From the abstract of the worst-case low-rank approximations page below, list every field named as a source of real-world data collected across heterogeneous domains.

■ Page excerpt ■
Start of Block

AI Navigate

Worst-case low-rank approximations

arXiv cs.AI / 3/13/2026

📰 NewsIdeas & Deep AnalysisModels & Research

Key Points

  • The paper introduces wcPCA, a unified framework for worst-case performance of PCA across heterogeneous domains with distributional shifts.
  • It derives new estimators like norm-minPCA and norm-maxregret, tailored for scenarios with heterogeneous total variance.
  • It proves worst-case optimality over both observed source covariances and any target covariance in the convex hull of source covariances, with consistency for empirical estimators.
  • It extends to matrix completion and inductive matrix completion, with simulations and two real-world ecosystem-atmosphere flux applications showing improved worst-case performance with minor average loss.

Abstract

Real-world data in health, economics, and environmental sciences are often collected across heterogeneous domains (such as hospitals, regions, or time periods). In such settings, distributional shifts can make standard PCA unreliable, in that, for example, the leading principal components may explain substantially less variance in unseen domains than in the training domains. Existing approaches (such as FairPCA) have proposed to consider worst-case (rather than average) performance across multiple domains. This work develops a unified framework, called wcPCA, applies it to other objectives (resulting in the novel estimators such as norm-minPCA and norm-maxregret, which are better suited for applications with heterogeneous total variance) and analyzes their relationship. We prove that for all objectives, the estimators are worst-case optimal not only over the observed source domains but also over all target domains whose covariance lies in the convex hull of the (possibly normalized) source covariances. We establish consistency and asymptotic worst-case guarantees of empirical estimators. We extend our methodology to matrix completion, another problem that makes use of low-rank approximations, and prove approximate worst-case optimality for inductive matrix completion. Simulations and two real-world applications on ecosystem-atmosphere fluxes demonstrate marked improvements in worst-case performance, with only minor losses in average performance.

End of Block

■ Supplied information ■
Start of Block

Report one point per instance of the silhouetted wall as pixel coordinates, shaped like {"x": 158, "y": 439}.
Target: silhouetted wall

End of Block

■ Output for this exercise ■
Health, economics, and environmental sciences.